To do
1) In the abstract on cobalt and nickel bioavailability, for how many days were the test materials given to the juvenile swine?
2) Reproduce the abstract on cobalt and nickel bioavailability from the words "Proctor DM, Suh" up to and including the words "15, Baltimore, MD.".

Document text
···
Proctor DM, Suh M, Dunsmore D, Verwiel A, Casteel S. 2017. Bioaccessibility and relative oral bioavailability of cobalt and nickel from metal alloys in soil and dust. Poster presented at Society of Toxicology Annual Meeting, March 15, Baltimore, MD.
Abstract
The potential human health hazard posed by ingestion of metals depends on the rate and extent of absorption into the body, i.e., bioavailability. In general, oral reference doses and cancer slope factors are expressed as ingested dose rather than absorbed dose; thus, accounting for potential differences in bioavailability across various exposure media is important for site-specific risk assessments. For metals bound in a matrix resistant to acid digestion, i.e., alloys, slag, tailings, including measures of relative bioavailability (RBA) greatly improves the accuracy of risk assessment. We evaluated in vitro bioaccessibility and in vivo RBA of cobalt and nickel from soil and sidewalk dust samples in a community affected by airborne emission of chromium-enriched metal alloys. Cobalt levels in dust and soil ranged from 28.4 to 4,503 ppm and that for nickel ranged from 124 to 24,258 ppm. Test materials were sieved to less than 250 mm and tested for bioelution in simulated gastric and intestinal conditions. Measures of bioaccessibility were slightly higher by gastric extraction than intestinal, averaging 1.7% and 3.0% for nickel in dust and soil, and 4.2% and 2.4% for cobalt in soil and dust, respectively. These test materials (soil and dust) and standard reference materials—cobalt chloride and nickel sulfate—were administered daily for 14 days, twice per day, to 7 groups of juvenile swine, including one untreated control group. Daily intake doses for cobalt were up to 229 mg/kg/day and for nickel up to 1419 mg/kg/day. Nickel and cobalt were measured in blood at Day 0, 3, 7, and 14, and in liver and kidney at Day 14. Blood nickel and cobalt concentrations in animals administered soil and dust were not greater than those of untreated controls. Nickel RBA values could be only calculated from liver data and were 0.57% and 2.6% for dust and soil, respectively. Cobalt RBA values could only be calculated from kidney data and were 1.4% and 3.3% in dust and soil, respectively. These bioaccessibility and RBA data demonstrate that nickel and cobalt in soil and dust affected by metal alloys are highly resistant to dissolution and absorption in the gut and inform the quantitative site-specific risk assessment of these metals in the environment. Although RBA studies in lead and arsenic are relatively common, these are the first such studies for nickel and cobalt.
···
Data shown
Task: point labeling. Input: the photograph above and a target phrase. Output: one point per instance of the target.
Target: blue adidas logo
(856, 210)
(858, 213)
···
Per-task answers
1) 14 days

2)
Proctor DM, Suh M, Dunsmore D, Verwiel A, Casteel S. 2017. Bioaccessibility and relative oral bioavailability of cobalt and nickel from metal alloys in soil and dust. Poster presented at Society of Toxicology Annual Meeting, March 15, Baltimore, MD.